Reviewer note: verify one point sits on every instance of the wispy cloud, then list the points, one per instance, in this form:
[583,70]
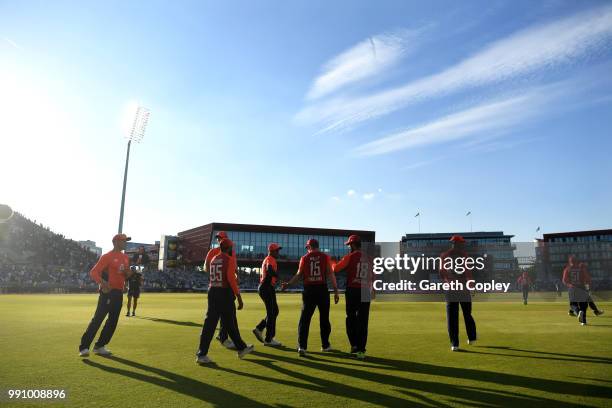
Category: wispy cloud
[539,47]
[352,195]
[481,121]
[365,60]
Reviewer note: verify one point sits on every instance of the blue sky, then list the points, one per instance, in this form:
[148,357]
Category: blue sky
[330,114]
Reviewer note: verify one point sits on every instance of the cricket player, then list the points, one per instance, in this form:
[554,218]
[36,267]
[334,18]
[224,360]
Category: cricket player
[222,290]
[267,293]
[222,337]
[459,297]
[358,295]
[315,269]
[110,273]
[578,281]
[134,283]
[524,281]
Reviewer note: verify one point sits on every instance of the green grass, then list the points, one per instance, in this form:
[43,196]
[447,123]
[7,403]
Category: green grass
[526,356]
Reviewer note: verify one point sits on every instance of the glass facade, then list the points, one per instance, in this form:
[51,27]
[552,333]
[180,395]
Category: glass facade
[254,245]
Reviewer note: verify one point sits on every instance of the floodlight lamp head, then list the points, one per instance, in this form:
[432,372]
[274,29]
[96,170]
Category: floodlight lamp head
[140,124]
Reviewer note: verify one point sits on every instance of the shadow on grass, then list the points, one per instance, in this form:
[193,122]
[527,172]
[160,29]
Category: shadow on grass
[177,383]
[168,321]
[477,396]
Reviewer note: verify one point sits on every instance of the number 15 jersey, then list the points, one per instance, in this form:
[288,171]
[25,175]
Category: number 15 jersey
[314,267]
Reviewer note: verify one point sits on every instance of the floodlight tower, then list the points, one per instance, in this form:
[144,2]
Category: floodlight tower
[136,134]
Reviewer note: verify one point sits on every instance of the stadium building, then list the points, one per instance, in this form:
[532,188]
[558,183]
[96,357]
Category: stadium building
[594,248]
[500,263]
[251,242]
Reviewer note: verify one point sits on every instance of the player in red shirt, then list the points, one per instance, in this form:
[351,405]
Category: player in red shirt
[315,268]
[222,337]
[358,294]
[222,290]
[524,280]
[577,279]
[267,293]
[109,273]
[457,297]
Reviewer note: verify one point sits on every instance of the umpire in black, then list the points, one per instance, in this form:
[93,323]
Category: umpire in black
[457,297]
[267,293]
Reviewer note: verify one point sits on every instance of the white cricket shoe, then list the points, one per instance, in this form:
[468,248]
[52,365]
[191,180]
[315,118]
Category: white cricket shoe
[228,344]
[102,351]
[245,351]
[259,334]
[203,360]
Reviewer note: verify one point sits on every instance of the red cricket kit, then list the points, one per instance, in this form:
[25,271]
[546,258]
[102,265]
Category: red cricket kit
[315,266]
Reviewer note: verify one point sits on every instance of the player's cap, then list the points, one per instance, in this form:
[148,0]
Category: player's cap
[121,237]
[353,238]
[312,243]
[226,243]
[274,247]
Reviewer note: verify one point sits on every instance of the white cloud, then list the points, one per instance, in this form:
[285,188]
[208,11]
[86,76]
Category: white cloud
[483,118]
[367,59]
[539,47]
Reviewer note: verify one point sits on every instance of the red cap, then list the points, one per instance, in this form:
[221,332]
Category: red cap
[226,243]
[121,237]
[274,247]
[353,238]
[312,242]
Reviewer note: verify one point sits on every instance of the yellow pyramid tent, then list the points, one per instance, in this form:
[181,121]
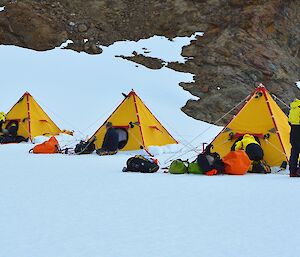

▶ [REQUIREMENTS]
Give the lines from the one holding "the red cricket" through the end of the records, both included, as a Markdown table with the columns Row and Line. Leave out blank lines and pictures.

▶ [SOLUTION]
| Row | Line |
|---|---|
| 1 | Reviewer note: verify one point sits on every instance of the red cricket kit, then list the points, one per instance, in this form: |
| 2 | [25,271] |
| 3 | [546,258] |
| 4 | [102,265] |
| 5 | Category: red cricket kit |
| 6 | [315,266] |
| 7 | Reviewer note: verify one point sits on every instance of the player's cap, then list the points, one per instance, in this form: |
| 8 | [148,0] |
| 9 | Category: player's cap |
| 10 | [121,237] |
| 11 | [353,238] |
| 12 | [312,243] |
| 13 | [226,243] |
| 14 | [274,247] |
| 15 | Reviewer note: verify one point sits on every instance of the white cloud, then list the points, one per instance, in this form: |
| 16 | [285,188] |
| 17 | [208,11] |
| 18 | [86,76] |
| 19 | Category: white cloud |
| 20 | [483,118] |
| 21 | [367,59] |
| 22 | [539,47] |
| 23 | Reviewer note: verify one point sits on every instance of the red cap, then list the points, one per instance, in this form: |
| 24 | [221,332] |
| 25 | Category: red cap |
| 26 | [226,243] |
| 27 | [121,237] |
| 28 | [274,247] |
| 29 | [353,238] |
| 30 | [312,242] |
| 31 | Reviewer note: verify one point sits on every instance of the yellow pyramid tent, then list the points, one per instance, in this form: |
| 32 | [181,121] |